WORK TO COMPLETE
Copy out every record below with complete accuracy.

RECORD EXCERPTS
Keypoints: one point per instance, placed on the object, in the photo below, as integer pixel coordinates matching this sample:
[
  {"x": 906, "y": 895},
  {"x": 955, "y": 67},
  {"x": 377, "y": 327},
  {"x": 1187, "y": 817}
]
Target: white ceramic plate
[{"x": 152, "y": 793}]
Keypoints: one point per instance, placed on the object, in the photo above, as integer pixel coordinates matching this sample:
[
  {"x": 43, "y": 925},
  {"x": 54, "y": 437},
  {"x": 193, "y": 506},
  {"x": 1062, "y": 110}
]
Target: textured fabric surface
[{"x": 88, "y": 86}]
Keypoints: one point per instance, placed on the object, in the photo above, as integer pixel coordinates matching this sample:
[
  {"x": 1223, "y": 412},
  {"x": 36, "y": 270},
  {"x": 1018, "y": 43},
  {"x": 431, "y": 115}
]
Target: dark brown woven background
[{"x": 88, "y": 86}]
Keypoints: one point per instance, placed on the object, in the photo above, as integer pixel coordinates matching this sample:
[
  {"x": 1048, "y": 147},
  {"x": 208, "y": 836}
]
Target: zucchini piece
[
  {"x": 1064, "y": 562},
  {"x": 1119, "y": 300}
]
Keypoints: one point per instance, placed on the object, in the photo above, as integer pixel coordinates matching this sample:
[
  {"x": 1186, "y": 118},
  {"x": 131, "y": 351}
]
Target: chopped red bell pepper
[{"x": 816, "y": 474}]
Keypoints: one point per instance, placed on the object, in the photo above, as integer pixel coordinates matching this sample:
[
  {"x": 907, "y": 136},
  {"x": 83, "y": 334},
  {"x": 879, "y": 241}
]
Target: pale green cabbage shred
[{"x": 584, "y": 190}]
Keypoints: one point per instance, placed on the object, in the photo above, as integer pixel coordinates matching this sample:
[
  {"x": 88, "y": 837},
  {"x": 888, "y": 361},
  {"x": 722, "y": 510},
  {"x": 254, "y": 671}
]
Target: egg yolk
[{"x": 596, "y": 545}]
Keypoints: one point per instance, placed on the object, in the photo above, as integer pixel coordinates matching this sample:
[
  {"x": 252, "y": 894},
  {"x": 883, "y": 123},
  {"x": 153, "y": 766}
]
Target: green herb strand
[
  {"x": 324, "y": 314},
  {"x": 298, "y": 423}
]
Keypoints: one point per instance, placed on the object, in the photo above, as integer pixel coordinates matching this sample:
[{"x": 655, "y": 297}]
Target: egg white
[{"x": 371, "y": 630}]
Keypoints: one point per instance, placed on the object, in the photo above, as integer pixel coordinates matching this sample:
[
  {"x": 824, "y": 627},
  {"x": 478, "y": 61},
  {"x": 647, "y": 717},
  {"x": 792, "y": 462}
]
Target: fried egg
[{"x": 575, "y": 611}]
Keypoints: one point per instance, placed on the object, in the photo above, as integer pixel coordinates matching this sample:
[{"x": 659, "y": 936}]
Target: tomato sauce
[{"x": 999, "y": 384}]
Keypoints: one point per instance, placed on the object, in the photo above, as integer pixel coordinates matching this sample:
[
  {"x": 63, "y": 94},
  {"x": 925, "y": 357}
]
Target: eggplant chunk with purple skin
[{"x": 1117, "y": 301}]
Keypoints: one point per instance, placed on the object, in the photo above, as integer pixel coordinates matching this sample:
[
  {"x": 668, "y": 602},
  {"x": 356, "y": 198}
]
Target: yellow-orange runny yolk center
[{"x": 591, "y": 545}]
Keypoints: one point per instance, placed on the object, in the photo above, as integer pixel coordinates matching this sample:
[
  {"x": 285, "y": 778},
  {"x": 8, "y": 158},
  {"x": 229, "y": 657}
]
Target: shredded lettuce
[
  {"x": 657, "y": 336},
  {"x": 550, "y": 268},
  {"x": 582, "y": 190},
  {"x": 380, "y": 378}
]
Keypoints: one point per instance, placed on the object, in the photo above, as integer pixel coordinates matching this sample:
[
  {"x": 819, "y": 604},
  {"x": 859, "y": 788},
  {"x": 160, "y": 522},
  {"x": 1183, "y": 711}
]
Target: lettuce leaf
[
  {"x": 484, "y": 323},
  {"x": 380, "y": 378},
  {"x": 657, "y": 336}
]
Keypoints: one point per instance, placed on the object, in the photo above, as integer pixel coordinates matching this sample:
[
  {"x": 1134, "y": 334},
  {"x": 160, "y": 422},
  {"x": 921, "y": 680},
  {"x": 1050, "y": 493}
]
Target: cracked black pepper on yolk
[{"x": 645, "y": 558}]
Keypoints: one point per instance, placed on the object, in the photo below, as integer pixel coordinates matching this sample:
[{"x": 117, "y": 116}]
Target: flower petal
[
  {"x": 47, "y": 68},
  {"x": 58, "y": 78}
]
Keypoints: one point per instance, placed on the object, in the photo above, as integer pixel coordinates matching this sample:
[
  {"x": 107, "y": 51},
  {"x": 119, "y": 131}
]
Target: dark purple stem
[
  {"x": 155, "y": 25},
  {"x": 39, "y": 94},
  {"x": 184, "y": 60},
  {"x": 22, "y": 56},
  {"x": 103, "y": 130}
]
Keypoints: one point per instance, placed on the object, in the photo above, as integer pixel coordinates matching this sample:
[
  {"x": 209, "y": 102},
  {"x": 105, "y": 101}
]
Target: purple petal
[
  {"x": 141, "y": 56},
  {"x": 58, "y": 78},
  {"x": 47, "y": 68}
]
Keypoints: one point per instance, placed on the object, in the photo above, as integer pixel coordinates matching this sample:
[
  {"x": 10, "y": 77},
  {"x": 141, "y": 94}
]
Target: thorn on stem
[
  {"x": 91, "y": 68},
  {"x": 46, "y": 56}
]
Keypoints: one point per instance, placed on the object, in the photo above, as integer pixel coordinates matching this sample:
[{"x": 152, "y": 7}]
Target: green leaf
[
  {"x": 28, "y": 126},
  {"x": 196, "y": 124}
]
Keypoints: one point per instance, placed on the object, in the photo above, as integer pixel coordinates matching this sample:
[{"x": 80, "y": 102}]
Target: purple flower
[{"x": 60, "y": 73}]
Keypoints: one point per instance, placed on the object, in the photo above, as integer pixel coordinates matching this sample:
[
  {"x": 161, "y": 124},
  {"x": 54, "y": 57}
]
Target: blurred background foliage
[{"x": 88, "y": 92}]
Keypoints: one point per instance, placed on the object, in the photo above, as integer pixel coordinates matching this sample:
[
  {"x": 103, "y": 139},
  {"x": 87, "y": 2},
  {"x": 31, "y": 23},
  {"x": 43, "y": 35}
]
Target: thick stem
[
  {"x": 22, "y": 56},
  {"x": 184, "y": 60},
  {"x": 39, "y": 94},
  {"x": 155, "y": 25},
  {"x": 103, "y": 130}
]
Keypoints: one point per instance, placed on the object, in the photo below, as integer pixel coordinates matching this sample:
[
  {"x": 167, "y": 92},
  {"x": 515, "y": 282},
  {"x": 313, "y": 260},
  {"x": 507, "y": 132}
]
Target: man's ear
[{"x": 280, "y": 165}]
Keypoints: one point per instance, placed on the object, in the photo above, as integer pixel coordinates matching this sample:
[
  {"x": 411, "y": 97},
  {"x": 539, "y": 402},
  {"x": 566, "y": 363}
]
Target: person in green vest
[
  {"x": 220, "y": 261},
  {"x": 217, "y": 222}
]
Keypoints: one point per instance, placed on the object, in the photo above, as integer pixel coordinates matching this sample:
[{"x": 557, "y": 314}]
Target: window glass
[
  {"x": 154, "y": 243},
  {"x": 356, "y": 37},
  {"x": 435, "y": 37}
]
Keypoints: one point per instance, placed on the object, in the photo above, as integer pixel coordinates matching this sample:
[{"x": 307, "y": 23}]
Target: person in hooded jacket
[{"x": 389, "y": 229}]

EXPECTED ANSWER
Keypoints: one point per instance, placed on the object, in the photo below, as integer pixel coordinates matching this sample:
[
  {"x": 906, "y": 895},
  {"x": 955, "y": 67},
  {"x": 377, "y": 327},
  {"x": 1187, "y": 817}
]
Target: white ceramic plate
[{"x": 152, "y": 793}]
Keypoints: one point per instance, placed on the object, in the photo above, as integer pixel coordinates matching this sample:
[
  {"x": 43, "y": 925},
  {"x": 54, "y": 437},
  {"x": 193, "y": 506},
  {"x": 1062, "y": 110}
]
Target: textured fabric surface
[{"x": 88, "y": 86}]
Keypoints: one point per instance, placed on the object, in the photo above, as integer pixel coordinates matching this sample:
[
  {"x": 1223, "y": 412},
  {"x": 36, "y": 270},
  {"x": 1018, "y": 43},
  {"x": 431, "y": 115}
]
Target: dark brown woven background
[{"x": 88, "y": 86}]
Keypoints: one point per instance, placed on the object, in the photo above, as integer pixel coordinates matching this sample:
[
  {"x": 1048, "y": 147},
  {"x": 208, "y": 836}
]
Target: zucchini piece
[
  {"x": 1064, "y": 562},
  {"x": 1119, "y": 300}
]
Keypoints: one point per instance, placed on the object, in the photo above, as integer pixel coordinates matching this sample:
[
  {"x": 1186, "y": 118},
  {"x": 131, "y": 351}
]
Target: chopped red bell pepper
[{"x": 816, "y": 474}]
Keypoints: one point per instance, placed on the object, in the photo above, as integer pixel coordinates matching this sample:
[
  {"x": 907, "y": 136},
  {"x": 83, "y": 334},
  {"x": 879, "y": 241}
]
Target: pale green cabbage shred
[{"x": 584, "y": 190}]
Keypoints: one point per instance, placed on the object, in the photo above, as integer pixel coordinates matching this sample:
[
  {"x": 88, "y": 837},
  {"x": 888, "y": 361},
  {"x": 722, "y": 510},
  {"x": 254, "y": 671}
]
Target: egg yolk
[{"x": 596, "y": 545}]
Keypoints: one point per instance, placed on the object, in the photo above, as integer pixel coordinates matching this sample:
[
  {"x": 252, "y": 894},
  {"x": 883, "y": 123},
  {"x": 153, "y": 766}
]
Target: green herb strand
[
  {"x": 324, "y": 314},
  {"x": 298, "y": 423}
]
Keypoints: one point per instance, placed on the object, in the photo above, as integer pixel coordinates matching this sample:
[{"x": 655, "y": 297}]
Target: egg white
[{"x": 371, "y": 630}]
Keypoints: one point per instance, placed on the object, in the photo above, as integer pixel coordinates matching this sample:
[
  {"x": 824, "y": 627},
  {"x": 478, "y": 61},
  {"x": 647, "y": 717},
  {"x": 792, "y": 462}
]
Target: fried egg
[{"x": 575, "y": 611}]
Keypoints: one point per instance, placed on the object, in the photo above, as integer pixel coordinates matching this sample:
[{"x": 659, "y": 936}]
Target: tomato sauce
[{"x": 999, "y": 384}]
Keypoints: one point per instance, placed on the object, in the photo above, as integer pixel coordinates matching this sample:
[
  {"x": 63, "y": 94},
  {"x": 925, "y": 357}
]
Target: eggplant chunk with purple skin
[{"x": 1117, "y": 301}]
Keypoints: one point per instance, placed on the object, in the photo above, as integer pixel coordinates matching this sample:
[
  {"x": 668, "y": 602},
  {"x": 356, "y": 198}
]
Target: yellow-orange runny yolk center
[{"x": 591, "y": 545}]
Keypoints: one point per instance, placed on the object, in the photo above, as integer pixel coordinates matching this sample:
[
  {"x": 285, "y": 778},
  {"x": 8, "y": 158},
  {"x": 229, "y": 657}
]
Target: shredded lettuce
[
  {"x": 657, "y": 336},
  {"x": 550, "y": 268},
  {"x": 582, "y": 190},
  {"x": 380, "y": 378}
]
Keypoints: one point per instance, placed on the object, in the photo above, as integer pixel coordinates matching this sample:
[
  {"x": 819, "y": 604},
  {"x": 859, "y": 788},
  {"x": 160, "y": 522},
  {"x": 1183, "y": 711}
]
Target: lettuce leaf
[
  {"x": 484, "y": 323},
  {"x": 380, "y": 378},
  {"x": 657, "y": 336}
]
Keypoints: one point per instance, placed on the object, in the photo above, as integer pixel coordinates matching this sample:
[
  {"x": 1134, "y": 334},
  {"x": 160, "y": 422},
  {"x": 921, "y": 680},
  {"x": 1050, "y": 493}
]
Target: cracked black pepper on yolk
[{"x": 645, "y": 558}]
Keypoints: one point per instance, placed on the object, in the photo below, as integer pixel coordinates matching this sample:
[{"x": 117, "y": 116}]
Target: flower petal
[
  {"x": 47, "y": 68},
  {"x": 58, "y": 78}
]
Keypoints: one point per instance, placed on the object, in the photo above, as integer pixel coordinates matching this sample:
[
  {"x": 107, "y": 51},
  {"x": 119, "y": 131}
]
Target: dark purple stem
[
  {"x": 155, "y": 25},
  {"x": 39, "y": 94},
  {"x": 184, "y": 60},
  {"x": 22, "y": 56},
  {"x": 103, "y": 130}
]
Keypoints: one point per instance, placed on the object, in the photo above, as integer pixel coordinates matching this sample:
[
  {"x": 209, "y": 102},
  {"x": 105, "y": 101}
]
Target: purple petal
[
  {"x": 141, "y": 56},
  {"x": 58, "y": 78},
  {"x": 47, "y": 68}
]
Keypoints: one point per instance, placed on the object, in the photo above, as integer pixel coordinates matching this sample:
[
  {"x": 10, "y": 77},
  {"x": 141, "y": 94}
]
Target: thorn on stem
[
  {"x": 91, "y": 68},
  {"x": 46, "y": 56}
]
Keypoints: one point per instance, placed on the object, in the photo above, as integer pixel coordinates matching this sample:
[{"x": 152, "y": 7}]
Target: green leaf
[
  {"x": 28, "y": 126},
  {"x": 196, "y": 124}
]
Keypoints: one point per instance, placed on the object, in the photo above, as integer pixel coordinates matching this sample:
[{"x": 80, "y": 102}]
Target: purple flower
[{"x": 60, "y": 73}]
Keypoints: one point per instance, placed on the object, in the photo above, as integer pixel coordinates matching this sample:
[
  {"x": 161, "y": 124},
  {"x": 54, "y": 57}
]
Target: blurred background foliage
[{"x": 88, "y": 92}]
Keypoints: one point per instance, placed on the object, in the photo above, as integer pixel coordinates matching this sample:
[
  {"x": 103, "y": 139},
  {"x": 87, "y": 2},
  {"x": 31, "y": 23},
  {"x": 43, "y": 35}
]
Target: thick stem
[
  {"x": 22, "y": 56},
  {"x": 184, "y": 60},
  {"x": 39, "y": 94},
  {"x": 155, "y": 25},
  {"x": 103, "y": 130}
]
Keypoints: one point per instance, placed on the object, in the photo below, as integer pixel coordinates matching this sample:
[
  {"x": 167, "y": 92},
  {"x": 515, "y": 282},
  {"x": 313, "y": 260},
  {"x": 507, "y": 132}
]
Target: man's ear
[{"x": 280, "y": 165}]
Keypoints: one point per instance, placed on the object, in the photo above, as integer pixel coordinates matching this sample:
[
  {"x": 411, "y": 97},
  {"x": 539, "y": 402},
  {"x": 566, "y": 363}
]
Target: person in green vest
[
  {"x": 220, "y": 261},
  {"x": 217, "y": 222}
]
Keypoints: one point per instance, placed on the object, in the photo above, as integer pixel coordinates matching this sample:
[{"x": 557, "y": 314}]
Target: window glass
[
  {"x": 154, "y": 243},
  {"x": 356, "y": 37},
  {"x": 435, "y": 37}
]
Keypoints: one point per instance, placed on the object, in the photo above, as integer pixel coordinates matching this sample:
[{"x": 307, "y": 23}]
Target: person in hooded jacket
[{"x": 389, "y": 229}]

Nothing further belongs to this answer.